··· Raw records ···
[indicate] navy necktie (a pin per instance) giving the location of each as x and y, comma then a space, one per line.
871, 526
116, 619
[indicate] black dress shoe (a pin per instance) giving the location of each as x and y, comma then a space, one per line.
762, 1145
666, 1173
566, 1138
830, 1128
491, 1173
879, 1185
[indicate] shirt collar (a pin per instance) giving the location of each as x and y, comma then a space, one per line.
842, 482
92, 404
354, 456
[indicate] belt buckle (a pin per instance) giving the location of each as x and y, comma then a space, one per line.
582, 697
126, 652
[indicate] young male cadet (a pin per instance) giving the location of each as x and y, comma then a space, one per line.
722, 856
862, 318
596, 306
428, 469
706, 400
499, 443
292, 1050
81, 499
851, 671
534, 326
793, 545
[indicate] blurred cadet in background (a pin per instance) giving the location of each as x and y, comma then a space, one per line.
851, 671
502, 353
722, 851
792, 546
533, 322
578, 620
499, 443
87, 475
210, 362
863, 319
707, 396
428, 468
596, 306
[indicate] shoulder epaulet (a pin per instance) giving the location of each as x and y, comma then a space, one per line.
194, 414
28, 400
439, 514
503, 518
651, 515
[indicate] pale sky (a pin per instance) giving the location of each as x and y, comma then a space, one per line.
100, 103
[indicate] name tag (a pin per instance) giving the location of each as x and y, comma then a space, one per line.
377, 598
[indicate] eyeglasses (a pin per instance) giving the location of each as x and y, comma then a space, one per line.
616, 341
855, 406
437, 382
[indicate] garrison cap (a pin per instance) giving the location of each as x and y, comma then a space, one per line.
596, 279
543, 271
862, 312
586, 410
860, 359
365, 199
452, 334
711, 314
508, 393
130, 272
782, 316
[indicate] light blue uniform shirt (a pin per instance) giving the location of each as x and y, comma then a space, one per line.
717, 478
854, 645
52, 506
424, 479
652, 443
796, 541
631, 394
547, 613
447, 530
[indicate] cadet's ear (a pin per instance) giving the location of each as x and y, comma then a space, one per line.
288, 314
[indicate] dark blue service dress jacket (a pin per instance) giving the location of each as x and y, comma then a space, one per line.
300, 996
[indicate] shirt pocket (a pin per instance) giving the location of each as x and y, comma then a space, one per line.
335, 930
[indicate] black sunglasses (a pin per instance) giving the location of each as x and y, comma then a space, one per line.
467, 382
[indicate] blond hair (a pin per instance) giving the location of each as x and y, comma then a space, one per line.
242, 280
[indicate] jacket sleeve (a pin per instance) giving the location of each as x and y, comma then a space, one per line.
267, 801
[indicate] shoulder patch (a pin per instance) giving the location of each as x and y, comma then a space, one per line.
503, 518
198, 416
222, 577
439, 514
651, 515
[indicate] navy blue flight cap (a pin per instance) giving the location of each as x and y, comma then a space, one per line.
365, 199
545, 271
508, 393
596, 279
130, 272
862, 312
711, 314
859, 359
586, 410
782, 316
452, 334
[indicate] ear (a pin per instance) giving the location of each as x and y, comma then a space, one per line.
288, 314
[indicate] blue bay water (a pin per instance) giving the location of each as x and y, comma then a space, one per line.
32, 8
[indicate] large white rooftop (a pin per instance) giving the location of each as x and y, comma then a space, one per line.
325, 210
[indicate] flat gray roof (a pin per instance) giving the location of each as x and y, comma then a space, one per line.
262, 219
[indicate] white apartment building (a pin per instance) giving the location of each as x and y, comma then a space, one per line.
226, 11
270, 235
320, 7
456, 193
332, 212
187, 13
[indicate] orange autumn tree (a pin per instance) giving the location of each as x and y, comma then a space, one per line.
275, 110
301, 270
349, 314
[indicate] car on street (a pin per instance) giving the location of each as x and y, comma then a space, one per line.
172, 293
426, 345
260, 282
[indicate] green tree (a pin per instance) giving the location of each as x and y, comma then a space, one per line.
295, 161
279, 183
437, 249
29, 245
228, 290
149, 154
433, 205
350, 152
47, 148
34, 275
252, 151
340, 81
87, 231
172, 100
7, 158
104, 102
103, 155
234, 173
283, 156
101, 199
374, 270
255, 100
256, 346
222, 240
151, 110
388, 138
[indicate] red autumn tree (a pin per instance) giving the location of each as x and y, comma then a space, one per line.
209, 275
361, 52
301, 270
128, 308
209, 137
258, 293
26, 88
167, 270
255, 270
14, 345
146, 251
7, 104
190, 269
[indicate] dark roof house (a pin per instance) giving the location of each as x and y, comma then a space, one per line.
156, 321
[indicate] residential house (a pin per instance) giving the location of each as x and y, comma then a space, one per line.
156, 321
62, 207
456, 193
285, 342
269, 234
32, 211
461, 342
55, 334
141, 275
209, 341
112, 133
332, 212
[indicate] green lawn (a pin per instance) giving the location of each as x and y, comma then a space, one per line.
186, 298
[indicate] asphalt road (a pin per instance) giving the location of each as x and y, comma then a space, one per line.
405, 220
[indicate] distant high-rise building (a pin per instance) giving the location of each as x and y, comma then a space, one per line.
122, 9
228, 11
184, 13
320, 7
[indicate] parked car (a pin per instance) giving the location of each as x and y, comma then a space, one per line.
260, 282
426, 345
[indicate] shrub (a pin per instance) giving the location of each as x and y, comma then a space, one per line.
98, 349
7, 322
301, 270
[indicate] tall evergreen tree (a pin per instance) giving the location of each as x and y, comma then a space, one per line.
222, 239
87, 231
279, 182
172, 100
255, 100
···
## To do
Print every record above exactly as written.

## Worked solution
[indicate] navy necktie (a pin per instance) giving the location of each as x and y, comma then a space, one per line.
871, 526
116, 619
[indicate] black dress shoe (a pin per instance) giving the location of each as x and y, comma then a space, one per line.
762, 1145
666, 1173
566, 1138
830, 1128
491, 1173
879, 1185
[indicate] shirt collar (a pin per instance) giving the location of each as x and y, comma then a space, one per line.
842, 482
92, 404
354, 456
[indicate] belt buckle (a pin per instance) giving the location of each as x and y, comma then a space, one per line.
582, 697
126, 652
[indicate] young male cadet (a pin per instance) giving the location of each as x and y, comma then a space, one per line.
722, 856
862, 318
596, 306
428, 469
706, 400
499, 443
292, 1050
81, 499
851, 671
534, 326
793, 545
[indicate] blurred cadet in background (a pin per instance) giving the location of each as x and y, comma then a space, one per line.
851, 671
502, 353
722, 851
792, 546
533, 322
578, 620
499, 443
87, 475
210, 362
863, 319
707, 396
428, 468
596, 306
[indicate] shoulder epaulet (a pin per instance) giving the location of each as x and y, comma then a space, one per line.
194, 414
28, 400
439, 514
503, 518
651, 515
[indicate] pale sky (a pin per instance) giving the location of each as x and y, comma then a space, one per line.
100, 103
[indicate] name tag (a pin per instance) giving the location of each as x and y, comma then a space, one per line.
377, 598
[indicate] eyeglasses (a pin per instance) giving the location of each as x and y, comma then a space, one per line.
616, 341
855, 406
437, 382
[indicate] garrison cap (a pin per instance) giving the location of each as x and y, comma then a space, one per line.
596, 279
543, 271
862, 312
586, 410
860, 359
365, 199
452, 334
711, 314
508, 393
130, 272
782, 316
[indicate] light blue uniform shirt (a pin per instance) giving the location of each as x and y, comma then a space, one per line.
717, 478
854, 645
52, 506
424, 479
652, 443
796, 541
631, 394
547, 613
447, 530
[indicate] cadet's ear (a pin per instance) giving the location of each as x and y, comma then a space, one per line.
288, 314
[indicate] dark blue service dress jacket (a pin per instance) giving the location of each as x and y, comma then a space, one per line.
300, 996
[indicate] shirt pocket (a pin per instance) giving the location of each as x and y, comma then a space, one per line.
335, 930
[indicate] black sunglasses (a pin per instance) giving the location of each as x and y, comma then a space, one per line.
467, 382
[indicate] blond hair (a pin per instance) giving the location of each as x and y, comma then a space, one per line.
242, 280
[indicate] jacket sleeve (a pin per instance) giving the location of each as x and y, comma then a space, one per line.
267, 801
[indicate] shoulder patch (a pin per instance) giving the location of each as x and y, comma then a space, one per line.
503, 518
198, 416
222, 577
439, 514
651, 515
[indicate] navy blue flight cap (a pin per instance) giving the location of each as x and y, comma then a space, one per line.
365, 199
545, 271
508, 393
596, 279
130, 272
862, 312
711, 314
859, 359
586, 410
782, 316
452, 334
[indicate] ear (a pin per instance) giving the location of each as x and y, comma then a space, one per line.
288, 314
[indicate] blue bay water (a pin per instance) giving the location of each as x and y, comma then a space, one per line.
32, 8
[indicate] large white rooftop (a pin per instance) giving the location of each as x and y, comma then a space, one per line.
325, 210
[indicate] flat gray roof (a pin per instance) giving the location of each as x and y, comma then a space, one per line.
262, 219
[indicate] white apartment building (a pin per instance) giving the location of each as x and y, comma then a space, one per line.
226, 11
270, 235
320, 7
456, 193
332, 212
187, 13
[indicate] orange autumn tree (a pin per instance) giving the location of each as x and y, comma then a space, one per line.
275, 110
301, 270
349, 314
[indicate] car on street (a pin per instance) giving the location of each as x and y, comma then a space, one per line.
172, 293
426, 345
260, 282
[indicate] green tree (a pin per instance) giving the location of each as x and y, comma then a space, one per line.
295, 161
279, 183
437, 249
29, 245
228, 290
149, 154
433, 205
350, 152
47, 148
34, 275
252, 151
340, 81
87, 231
172, 100
7, 158
104, 102
103, 155
234, 173
283, 156
101, 199
374, 270
255, 100
256, 346
222, 240
151, 110
388, 138
[indicate] red autumn tree (a pin per instance) giving the location of each as x and y, comma then a space, one per line.
209, 275
361, 52
301, 270
128, 308
209, 137
258, 293
26, 88
167, 270
255, 270
14, 345
146, 251
7, 104
190, 269
[indicate] dark roof house (a pin per instance) giving the location of each as x and y, comma then a space, one per line.
156, 321
[indicate] residential house (a pin per instance) giving the location of each as x and y, comma then a space, one per line.
156, 321
62, 207
456, 193
285, 342
269, 234
32, 211
461, 342
55, 334
141, 275
209, 341
112, 133
332, 212
[indicate] green lawn (a pin per instance) giving the location of each as x and y, comma then a space, one per line.
186, 298
[indicate] asphalt road (a pin per instance) giving the location of each as x and y, comma then a space, one per line.
405, 220
[indicate] distant high-rise building (a pin per instance) giving the location of each as x and y, comma then a space, one per line.
122, 9
228, 11
184, 13
320, 7
[indicate] parked car (a pin per instance) giving the location of each as x and y, comma then a space, one per line.
260, 282
426, 345
[indicate] shrub (a pin per instance) giving the location of each as x and y, comma then a space, one per line.
98, 349
7, 322
301, 270
[indicate] tall evergreen tree (a pin per instance) giving the location of each as x and y, comma then a space, one per line.
222, 239
87, 231
279, 182
172, 100
255, 100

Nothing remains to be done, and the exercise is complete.